Source text section start

Zambia is pulling all strings for the country to be Africa’s leading copper producer. Chris Yaluma, Mines and Minerals Minister said the country will soon regain the top spot and overthrow Democratic Republic of Congo.
“We’re close, very close,” said Yaluma citing that policy reengineering is propelling the country’s copper industry.
“I don’t see any reason why we can’t. It’s all about stable policies, and finding new ways to encourage Zambian mines to perform even better.”
Yaluma emphatically believes with a production forecast of at least 800 000 tonnes this year, the country will reach its target. DRC overtook Zambia to become Africa’s largest producer of copper, with an output of 942 000 tonnes in 2013. However, DRC suffered its first decline in production in 2015 after several years of steady growth, but production was back up to just over 1 million tonnes in 2016.
Yaluma is also optimistic that Zambia’s political stability will help grow the copper industry, as opposed ethnic or tribal violence witnessed in other African countries.
“In Zambia, we kick governments out through a ballot, and not the barrel of a gun,” Yaluma said.
Yaluma highlighted Zambia’s other key strengths as an investment destination are the abundant and varied mineral resources that include base metals, precious metals, gemstones and energy metals such as uranium; a competitive mining tax regime and stable policies and an open economy with no restrictions on expatriation of profits.
Yaluma admitted that it hadn’t always been easy for the mining industry in recent years, and that it had taken government a while to face up to various challenges and correct them.
“Even up to three years ago, we were still grappling with inconsistent policies, changing tax regimes and moving the goalposts. The 20% Mineral Royalty Tax regime really frustrated investors. That’s when we realised that we must start talking and dialoguing with the Chamber of Mines. We never really consulted them adequately. It’s like we were doing our own thing.”
The new spirit of dialogue has led to a better, more accommodating sliding-scale MRT regime based on the prevailing copper price.
Yaluma is cognisant of the fact that the overall tax burden on Zambia’s mines is still high by international standards, and has not ruled out further reductions when circumstances permit it.
“Tax rates are highly competitive, and you have to do the right thing to keep yourself afloat in this business,” he said.

Source text section end
Information provided section start

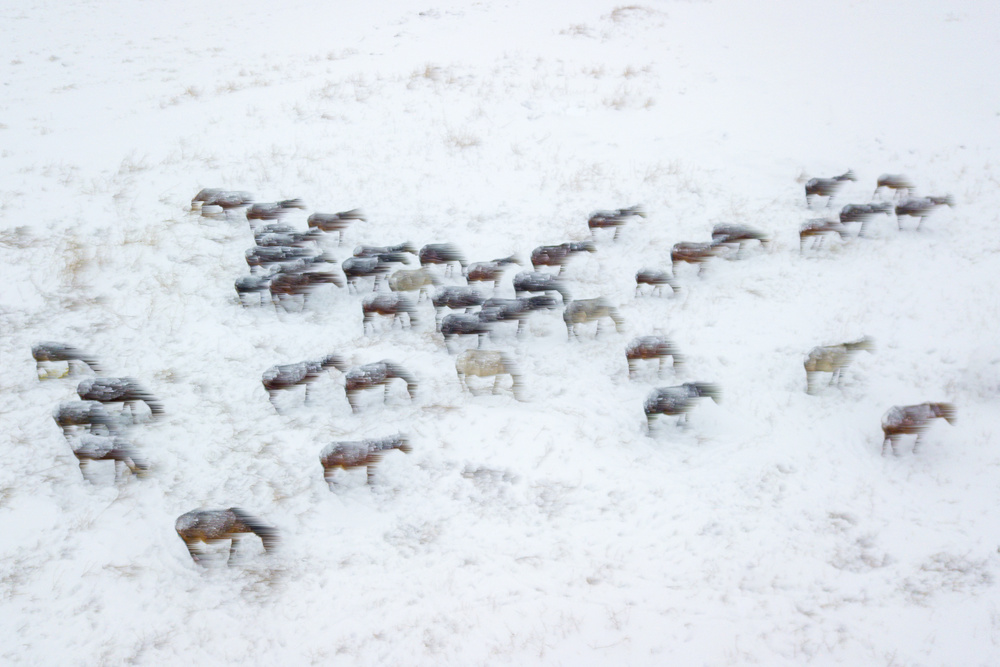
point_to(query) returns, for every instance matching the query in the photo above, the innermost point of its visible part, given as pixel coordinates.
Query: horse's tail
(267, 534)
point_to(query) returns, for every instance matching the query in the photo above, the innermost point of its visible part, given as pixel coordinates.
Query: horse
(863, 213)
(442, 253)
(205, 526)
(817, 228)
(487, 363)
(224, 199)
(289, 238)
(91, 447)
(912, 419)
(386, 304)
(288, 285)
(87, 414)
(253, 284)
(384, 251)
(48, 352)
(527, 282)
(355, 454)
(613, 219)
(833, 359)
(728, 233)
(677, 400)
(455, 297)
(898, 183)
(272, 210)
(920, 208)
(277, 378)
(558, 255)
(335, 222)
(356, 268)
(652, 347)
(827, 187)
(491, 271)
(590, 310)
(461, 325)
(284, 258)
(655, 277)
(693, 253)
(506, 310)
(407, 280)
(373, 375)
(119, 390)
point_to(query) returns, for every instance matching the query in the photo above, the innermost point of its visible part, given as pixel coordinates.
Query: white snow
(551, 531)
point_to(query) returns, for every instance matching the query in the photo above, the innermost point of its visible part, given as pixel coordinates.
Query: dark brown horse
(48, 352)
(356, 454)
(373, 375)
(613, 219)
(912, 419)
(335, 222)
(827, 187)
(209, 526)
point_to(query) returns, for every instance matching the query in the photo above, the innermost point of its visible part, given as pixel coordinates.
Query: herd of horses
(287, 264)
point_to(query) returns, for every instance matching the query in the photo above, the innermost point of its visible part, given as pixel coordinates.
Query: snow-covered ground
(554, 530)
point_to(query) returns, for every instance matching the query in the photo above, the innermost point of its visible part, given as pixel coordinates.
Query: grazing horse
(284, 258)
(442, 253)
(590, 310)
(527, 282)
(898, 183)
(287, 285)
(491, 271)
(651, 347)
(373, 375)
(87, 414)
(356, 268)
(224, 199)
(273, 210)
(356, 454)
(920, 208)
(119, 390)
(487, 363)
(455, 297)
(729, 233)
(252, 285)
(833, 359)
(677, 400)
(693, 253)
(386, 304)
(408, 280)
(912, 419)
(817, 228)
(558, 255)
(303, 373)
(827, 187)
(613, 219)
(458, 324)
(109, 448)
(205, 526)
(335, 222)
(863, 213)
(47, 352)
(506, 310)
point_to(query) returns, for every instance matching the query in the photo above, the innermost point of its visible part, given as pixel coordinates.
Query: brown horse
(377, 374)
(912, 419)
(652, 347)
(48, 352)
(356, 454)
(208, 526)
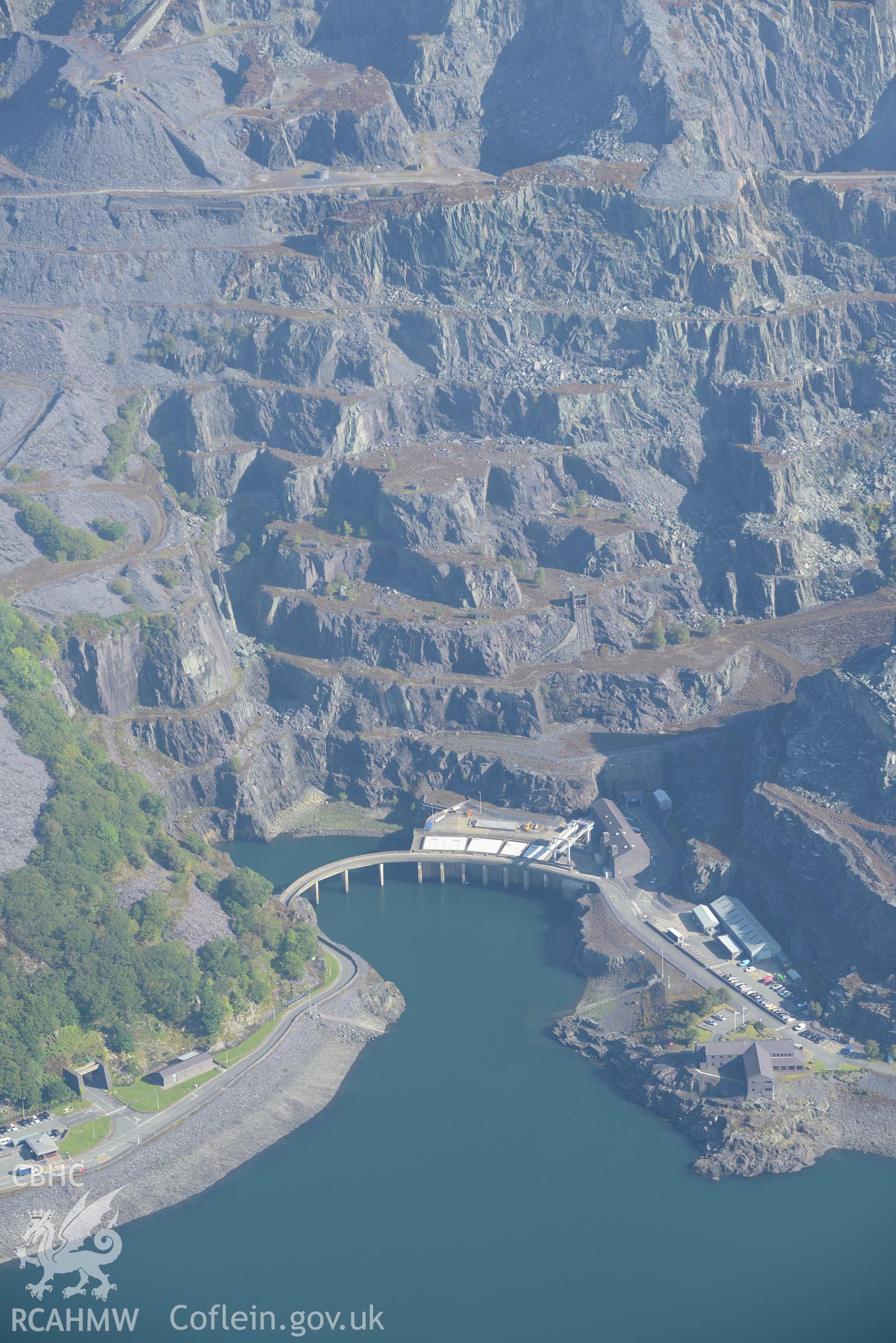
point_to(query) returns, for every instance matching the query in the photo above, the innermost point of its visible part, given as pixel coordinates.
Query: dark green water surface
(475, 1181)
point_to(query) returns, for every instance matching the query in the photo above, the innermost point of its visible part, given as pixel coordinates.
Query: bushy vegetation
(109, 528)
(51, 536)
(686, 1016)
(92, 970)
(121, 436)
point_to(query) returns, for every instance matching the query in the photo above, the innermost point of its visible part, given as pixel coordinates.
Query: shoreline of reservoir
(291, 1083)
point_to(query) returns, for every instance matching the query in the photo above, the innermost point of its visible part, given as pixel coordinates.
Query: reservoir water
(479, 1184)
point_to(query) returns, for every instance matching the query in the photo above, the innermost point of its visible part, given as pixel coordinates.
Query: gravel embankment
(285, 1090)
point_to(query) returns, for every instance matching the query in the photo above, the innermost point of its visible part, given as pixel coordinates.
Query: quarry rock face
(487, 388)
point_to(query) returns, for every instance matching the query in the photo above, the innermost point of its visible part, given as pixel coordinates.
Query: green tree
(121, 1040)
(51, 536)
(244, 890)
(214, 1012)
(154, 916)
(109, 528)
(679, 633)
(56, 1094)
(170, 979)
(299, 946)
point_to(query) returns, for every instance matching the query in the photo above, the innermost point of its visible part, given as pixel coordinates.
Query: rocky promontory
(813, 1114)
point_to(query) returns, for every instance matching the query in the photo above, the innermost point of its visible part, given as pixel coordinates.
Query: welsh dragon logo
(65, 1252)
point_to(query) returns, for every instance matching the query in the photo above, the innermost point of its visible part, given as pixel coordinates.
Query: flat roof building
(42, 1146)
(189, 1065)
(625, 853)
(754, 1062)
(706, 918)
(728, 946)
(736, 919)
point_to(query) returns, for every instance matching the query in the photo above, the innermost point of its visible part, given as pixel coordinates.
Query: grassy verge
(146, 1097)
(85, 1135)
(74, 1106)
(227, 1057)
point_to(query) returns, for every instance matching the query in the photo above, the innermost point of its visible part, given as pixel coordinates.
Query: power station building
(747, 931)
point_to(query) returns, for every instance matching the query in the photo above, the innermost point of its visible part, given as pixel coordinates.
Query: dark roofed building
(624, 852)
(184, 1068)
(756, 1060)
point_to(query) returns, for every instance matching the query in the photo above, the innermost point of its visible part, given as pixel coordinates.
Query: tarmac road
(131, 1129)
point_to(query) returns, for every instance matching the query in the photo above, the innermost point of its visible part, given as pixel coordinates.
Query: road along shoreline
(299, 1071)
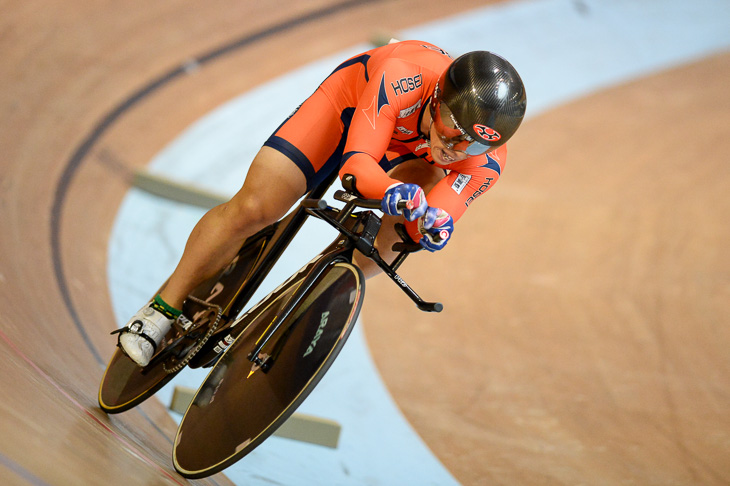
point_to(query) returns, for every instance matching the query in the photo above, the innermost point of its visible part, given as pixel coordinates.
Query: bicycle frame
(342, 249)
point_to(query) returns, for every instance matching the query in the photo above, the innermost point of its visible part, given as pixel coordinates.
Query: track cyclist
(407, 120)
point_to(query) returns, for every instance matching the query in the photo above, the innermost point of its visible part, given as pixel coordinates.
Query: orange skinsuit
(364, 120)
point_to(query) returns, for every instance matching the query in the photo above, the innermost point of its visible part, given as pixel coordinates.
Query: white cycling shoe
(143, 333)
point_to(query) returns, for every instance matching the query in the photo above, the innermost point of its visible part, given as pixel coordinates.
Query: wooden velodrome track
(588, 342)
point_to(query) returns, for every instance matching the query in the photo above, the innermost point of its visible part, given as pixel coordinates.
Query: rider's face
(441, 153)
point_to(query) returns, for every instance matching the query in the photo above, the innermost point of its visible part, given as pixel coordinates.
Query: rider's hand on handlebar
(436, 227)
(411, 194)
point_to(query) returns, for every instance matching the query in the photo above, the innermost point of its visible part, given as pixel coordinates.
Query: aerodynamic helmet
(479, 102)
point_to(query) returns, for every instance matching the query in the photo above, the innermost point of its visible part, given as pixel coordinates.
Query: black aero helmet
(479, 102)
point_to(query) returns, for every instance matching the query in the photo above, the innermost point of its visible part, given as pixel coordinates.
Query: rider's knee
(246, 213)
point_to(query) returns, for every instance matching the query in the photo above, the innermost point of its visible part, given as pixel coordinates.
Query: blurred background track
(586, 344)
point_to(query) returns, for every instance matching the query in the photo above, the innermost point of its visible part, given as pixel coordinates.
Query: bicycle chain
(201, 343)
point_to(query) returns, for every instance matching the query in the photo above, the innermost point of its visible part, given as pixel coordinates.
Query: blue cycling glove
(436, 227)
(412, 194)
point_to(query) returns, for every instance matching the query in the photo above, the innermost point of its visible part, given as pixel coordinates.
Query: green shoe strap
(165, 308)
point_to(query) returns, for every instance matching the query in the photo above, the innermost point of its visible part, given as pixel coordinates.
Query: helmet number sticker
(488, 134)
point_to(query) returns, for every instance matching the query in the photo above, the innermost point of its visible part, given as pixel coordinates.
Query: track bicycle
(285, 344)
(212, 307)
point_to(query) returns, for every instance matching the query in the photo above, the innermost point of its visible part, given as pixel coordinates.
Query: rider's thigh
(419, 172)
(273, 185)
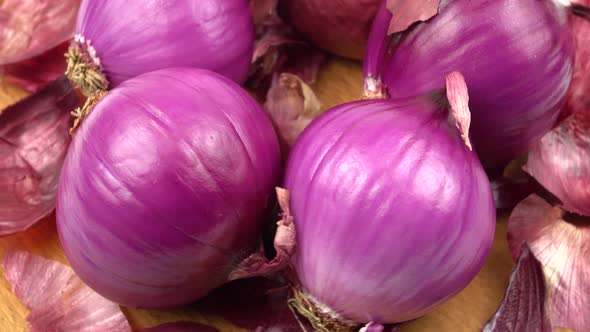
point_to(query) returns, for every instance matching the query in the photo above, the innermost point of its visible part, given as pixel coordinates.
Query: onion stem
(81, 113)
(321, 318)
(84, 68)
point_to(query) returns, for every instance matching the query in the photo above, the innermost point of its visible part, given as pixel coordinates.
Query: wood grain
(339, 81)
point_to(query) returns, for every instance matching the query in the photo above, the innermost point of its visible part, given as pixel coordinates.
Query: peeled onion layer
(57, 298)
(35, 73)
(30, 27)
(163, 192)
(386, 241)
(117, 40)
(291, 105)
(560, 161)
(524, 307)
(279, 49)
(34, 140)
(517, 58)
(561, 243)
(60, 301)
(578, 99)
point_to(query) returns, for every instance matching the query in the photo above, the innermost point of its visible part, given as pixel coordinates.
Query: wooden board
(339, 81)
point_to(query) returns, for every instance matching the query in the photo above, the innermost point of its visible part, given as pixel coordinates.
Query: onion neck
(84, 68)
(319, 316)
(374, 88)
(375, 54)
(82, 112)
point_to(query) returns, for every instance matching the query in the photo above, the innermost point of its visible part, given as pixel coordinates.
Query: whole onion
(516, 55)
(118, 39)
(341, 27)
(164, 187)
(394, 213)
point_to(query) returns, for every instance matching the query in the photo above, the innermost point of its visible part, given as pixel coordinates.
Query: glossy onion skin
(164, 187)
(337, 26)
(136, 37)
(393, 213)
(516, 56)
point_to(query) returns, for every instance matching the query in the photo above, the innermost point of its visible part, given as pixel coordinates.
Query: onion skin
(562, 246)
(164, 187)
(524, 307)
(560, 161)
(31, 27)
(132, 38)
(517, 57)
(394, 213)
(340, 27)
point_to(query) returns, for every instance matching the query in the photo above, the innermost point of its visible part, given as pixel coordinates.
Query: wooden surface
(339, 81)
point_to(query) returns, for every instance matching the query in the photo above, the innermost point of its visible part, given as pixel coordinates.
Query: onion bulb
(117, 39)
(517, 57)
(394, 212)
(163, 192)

Information provided section end

*Apply what you read:*
**A.** Repeat the passage of the article on Zambia's copper industry starting with "Yaluma highlighted Zambia’s" and going on through "expatriation of profits.".
**B.** Answer these questions using the article on Zambia's copper industry.
(i) Who is Zambia's Mines and Minerals Minister?
(ii) What is Zambia's copper production forecast for this year?
(iii) What rate of Mineral Royalty Tax frustrated investors?
The data above has no connection to the article on Zambia's copper industry.

*Expected results:*
**A.**
Yaluma highlighted Zambia’s other key strengths as an investment destination are the abundant and varied mineral resources that include base metals, precious metals, gemstones and energy metals such as uranium; a competitive mining tax regime and stable policies and an open economy with no restrictions on expatriation of profits.

**B.**
(i) Chris Yaluma
(ii) At least 800 000 tonnes
(iii) 20%